**EXERCISE INSTRUCTIONS**:
1: In the passage about Dr. Bale, when was her house damaged?
2: Copy the passage about Dr. Bale word for word from "Sadly, her house" to "Central Methodist Church.".

**TEXT FOR ANALYSIS**:
□ □ □ □ □ □ □

Having encountered prejudice as a woman in her chosen profession, she was a keen but non-militant suffragist, and supported the other female doctors who followed her. She was also a revered speaker.
She lived and worked in Portland Square just off North Hill and refused to move away from Plymouth during the Second World War, claiming that as many of her patients had not been evacuated, she should stay too.
Sadly, her house was damaged in the Blitz of March 1941 and she moved back to Barnstaple where she lived until she died later that year.
The Bale family were staunch Methodists and Rosa was a key figure at Plymouth’s Ebenezeer Chapel, where she took a weekly Bible class. She also oversaw the project to re-model their premises as the Plymouth Central Methodist Church.
Hilary Neve, Professor in Medical Education at the University of Plymouth said: “It’s really incredible what Dr Bale achieved. At a time when glass ceilings would have been 10 metres thick, she not only qualified as a doctor, but was. She was an inspirational figure.”

□ □ □ □ □ □ □

**RECORD EXCERPTS**:
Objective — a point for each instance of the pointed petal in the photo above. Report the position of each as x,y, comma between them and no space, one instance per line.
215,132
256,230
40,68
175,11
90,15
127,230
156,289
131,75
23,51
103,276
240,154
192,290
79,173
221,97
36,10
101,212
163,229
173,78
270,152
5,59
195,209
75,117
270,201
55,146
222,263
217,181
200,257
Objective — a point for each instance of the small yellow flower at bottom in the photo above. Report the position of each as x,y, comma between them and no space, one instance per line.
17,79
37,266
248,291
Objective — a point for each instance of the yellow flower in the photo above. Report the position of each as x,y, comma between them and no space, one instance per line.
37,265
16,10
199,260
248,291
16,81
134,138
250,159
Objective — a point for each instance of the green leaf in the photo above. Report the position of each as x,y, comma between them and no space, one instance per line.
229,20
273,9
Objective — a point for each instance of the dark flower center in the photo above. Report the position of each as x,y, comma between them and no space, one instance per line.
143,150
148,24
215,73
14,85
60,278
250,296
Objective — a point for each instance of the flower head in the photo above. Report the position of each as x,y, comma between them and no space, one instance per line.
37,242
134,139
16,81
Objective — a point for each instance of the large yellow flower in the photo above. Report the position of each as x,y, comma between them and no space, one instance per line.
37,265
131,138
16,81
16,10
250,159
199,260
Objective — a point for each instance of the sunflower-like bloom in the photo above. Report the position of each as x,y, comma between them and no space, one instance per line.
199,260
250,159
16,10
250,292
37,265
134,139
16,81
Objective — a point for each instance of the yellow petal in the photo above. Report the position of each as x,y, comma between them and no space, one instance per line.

□ □ □ □ □ □ □

**SOLUTIONS IN ORDER**:
1: It was damaged in the Blitz of March 1941.

2:
Sadly, her house was damaged in the Blitz of March 1941 and she moved back to Barnstaple where she lived until she died later that year.
The Bale family were staunch Methodists and Rosa was a key figure at Plymouth’s Ebenezeer Chapel, where she took a weekly Bible class. She also oversaw the project to re-model their premises as the Plymouth Central Methodist Church.